The pictures are to be left out when the listing below is reproduced word for word.

[Task inputs]

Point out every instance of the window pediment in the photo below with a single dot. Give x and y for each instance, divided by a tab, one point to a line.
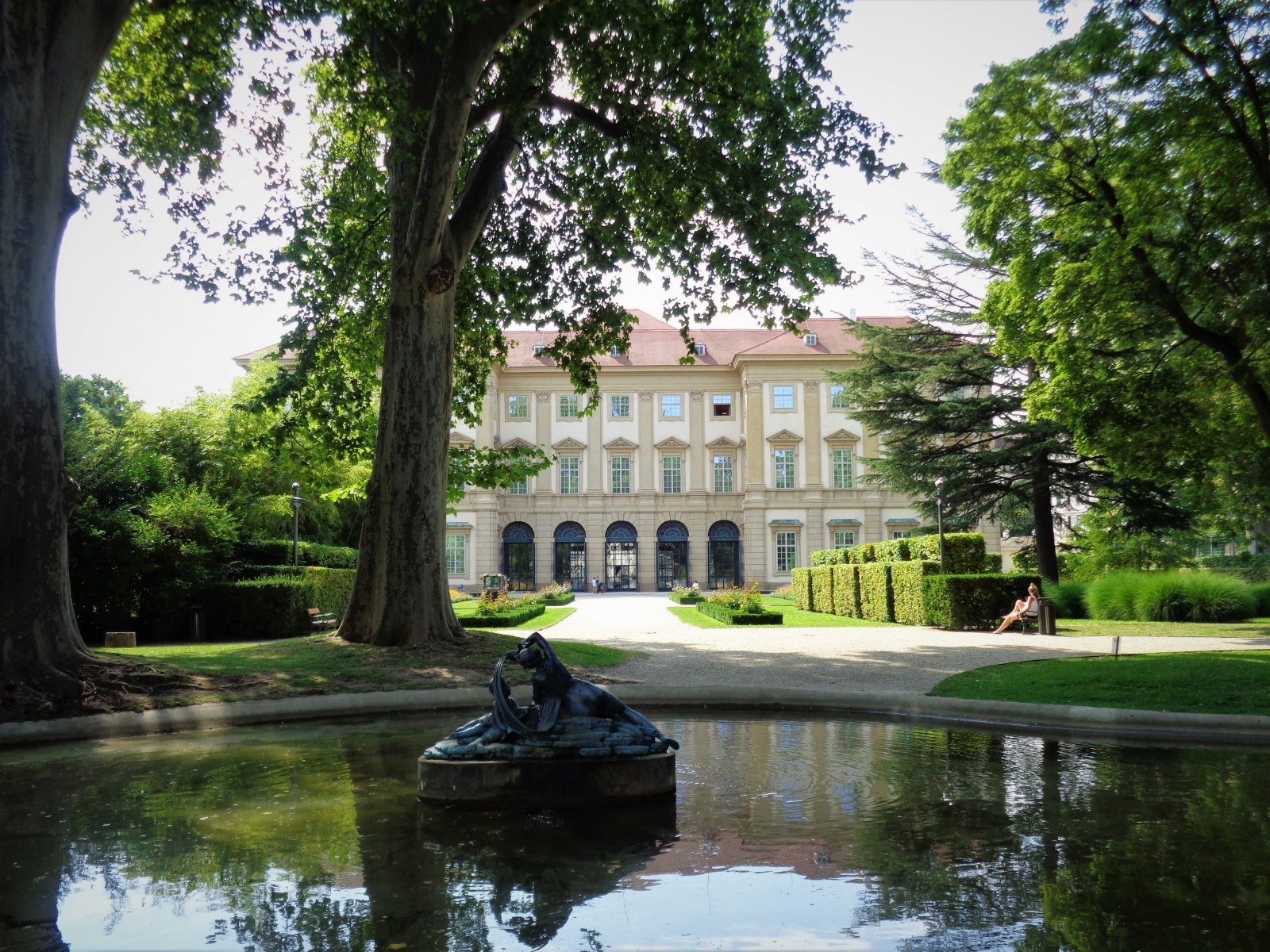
518	443
784	437
842	436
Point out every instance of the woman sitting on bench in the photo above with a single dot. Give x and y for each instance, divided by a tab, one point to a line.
1020	609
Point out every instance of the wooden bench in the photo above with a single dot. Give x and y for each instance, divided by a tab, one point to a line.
321	621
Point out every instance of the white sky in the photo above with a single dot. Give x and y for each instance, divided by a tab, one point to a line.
911	65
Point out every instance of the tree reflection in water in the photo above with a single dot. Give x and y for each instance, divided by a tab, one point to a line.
907	838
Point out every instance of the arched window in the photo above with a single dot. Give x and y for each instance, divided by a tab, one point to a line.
672	555
518	556
571	556
724	562
622	564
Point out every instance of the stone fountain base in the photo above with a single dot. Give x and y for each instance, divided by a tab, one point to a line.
548	781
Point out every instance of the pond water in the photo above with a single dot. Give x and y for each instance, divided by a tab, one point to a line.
787	831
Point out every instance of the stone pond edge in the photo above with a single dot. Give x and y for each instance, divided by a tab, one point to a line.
1099	721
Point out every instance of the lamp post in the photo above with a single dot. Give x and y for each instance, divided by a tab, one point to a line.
295	524
939	516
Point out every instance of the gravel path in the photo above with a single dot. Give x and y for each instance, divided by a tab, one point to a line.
893	658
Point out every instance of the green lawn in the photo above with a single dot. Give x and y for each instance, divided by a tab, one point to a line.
794	617
1204	682
1086	628
323	664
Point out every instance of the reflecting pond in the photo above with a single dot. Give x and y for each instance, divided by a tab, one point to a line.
789	831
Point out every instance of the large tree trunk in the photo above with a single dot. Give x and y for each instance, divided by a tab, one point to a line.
402	593
50	54
1043	514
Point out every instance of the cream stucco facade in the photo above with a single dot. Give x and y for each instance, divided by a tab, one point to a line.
729	470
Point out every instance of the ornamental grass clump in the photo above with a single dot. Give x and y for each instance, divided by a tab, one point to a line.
1110	598
745	601
1068	598
1218	598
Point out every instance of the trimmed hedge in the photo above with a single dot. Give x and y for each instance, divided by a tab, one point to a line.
876	598
907	592
512	617
277	551
734	617
332	587
254	609
973	602
800	581
846	590
822	589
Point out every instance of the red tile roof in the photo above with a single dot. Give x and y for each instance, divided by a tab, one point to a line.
654	343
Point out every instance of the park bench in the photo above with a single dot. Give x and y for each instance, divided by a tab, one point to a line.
321	621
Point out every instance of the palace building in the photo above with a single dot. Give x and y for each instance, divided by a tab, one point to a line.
727	471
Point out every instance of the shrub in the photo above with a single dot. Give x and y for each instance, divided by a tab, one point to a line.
895	550
1110	598
1261	596
800	581
822	589
876	594
277	551
907	592
968	602
1218	598
273	607
1068	598
846	590
511	613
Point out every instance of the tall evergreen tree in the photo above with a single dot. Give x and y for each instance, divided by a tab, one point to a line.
950	406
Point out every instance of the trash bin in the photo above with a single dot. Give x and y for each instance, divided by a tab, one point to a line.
1045	617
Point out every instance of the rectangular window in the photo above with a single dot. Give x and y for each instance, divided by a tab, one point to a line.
569	470
844	469
784	460
456	554
787	551
620	473
723	474
672	474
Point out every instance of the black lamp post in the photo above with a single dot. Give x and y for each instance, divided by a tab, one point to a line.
295	524
939	516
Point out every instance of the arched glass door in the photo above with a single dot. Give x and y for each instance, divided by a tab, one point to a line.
620	562
672	556
518	556
724	562
571	556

[/Task inputs]

Exercise answer ->
Point out every instance of the window pediment in the photo below with a single dot. Give x and y for each instance, divided by a tab, one point to a line.
518	443
784	437
842	436
Point out every instance of the woman sitting on bench in the photo above with a single dot. Give x and y for each instance, divided by a tab, one point to a line.
1020	609
Point out every instance of the wooden bench in the photo above with a single dot. Give x and y for each instance, divided by a tab, one point to a line.
321	621
Point out every instance of the white sky in the photo above with a single dot. Give x and y for each instance, divided by a tab, one point to a line.
911	65
Point out every instance of the tree reflection in water in the photo above with a single dot. Give x and y for each instance, divided by a tab, one point to a line.
907	838
Point out every instance of the arched window in the photo above with a single dot. Give x and y for each instance, divided by a tab, one point to a line.
672	555
518	556
571	556
724	562
622	564
Point out every instance of the stone fountain base in the photo above with a single dot. Give x and y for each instance, divided by a tab, one point to a line.
548	781
Point out every instance of the pond water in the photo above with a single dot. Give x and y for each instance, divided by a tab, one point to a line.
787	831
Point out every instance of the stone pond edge in the photo above with a single dot. Give x and y for each instance, divided by a tab, one point to a line.
1099	721
Point out every instance of the lamp post in the photo above with a single dot. Give x and y for each instance, divided by a tab, one point to a line.
295	524
939	516
Point out every instance of the gravel path in the photo above with a single dot. Give x and y for each instance, divided by a tab, one point to a line.
893	658
Point out every instance of the green lawn in the photo above with a single dot. Give x and y for each instance, divided by a tab, one point to a line.
794	617
1204	682
1086	628
323	664
Point out every instance of the reflecting pond in the photo above with a single dot. Give x and y for each instance, divided by a tab, one point to a line.
789	831
Point out every instance of the large tree trunk in the photo above with a single dot. Give x and y for each instance, divided by a tab, one point to a line.
402	593
50	54
1043	514
Point out every instance of the cream stucco facade in the photo above with a single dot. Give x and y for each instance, divided by a tab, one point to a line.
729	470
Point out every instance of the ornamental grass clump in the photo above with a single dot. Give x and y for each instance, divided by a tab, one point to a line.
1110	598
745	601
1068	598
1218	598
Point out every instance of the trimmed hedge in the photo above with a single dot. Give x and y for each instance, divided by a tab, one point to a line.
876	598
907	592
512	617
277	551
734	617
332	587
254	609
973	602
800	581
846	590
822	589
Point out every instance of the red tile roof in the photo above with a single dot. Give x and y for each instance, divided by a tab, one point to a line.
654	343
Point out every instance of the park bench in the photo above with a single dot. Give x and y for each instance, divided by a tab, one point to a line.
321	621
Point out every instance of the palace building in the photo above with a single dot. Give x and y for each instance, divided by a tab, one point to a line.
727	471
Point out every instance of the shrub in the photo above with a single dot. Give x and y for each instance, divided by a tab, one point to a line.
895	550
1110	598
1261	596
800	581
822	589
876	594
277	551
907	592
968	602
1218	598
273	607
1068	598
846	590
511	613
Point out every instance of the tall evergreen tree in the photo above with a single dot. Give x and y for each instance, divided by a tab, one point to a line.
950	406
Point out every instance of the trash bin in the photo above with a single dot. Give x and y for each instance, divided by a tab, one point to a line.
1045	617
Point out every instance of the rectangular window in the photo above with a single dot. Give x and y for each instance, divided by a tab, one point to a line.
569	470
844	469
784	460
456	554
787	551
620	473
723	474
672	474
Point out every instance of the black lamp post in the photo above with a single dot. Give x and y for each instance, divided by a tab, one point to a line.
295	524
939	516
Point out every instance of the arched glass door in the photo above with a single dot. Give x and y for each instance, divided by a tab, one point to a line.
620	562
672	556
518	556
724	562
571	556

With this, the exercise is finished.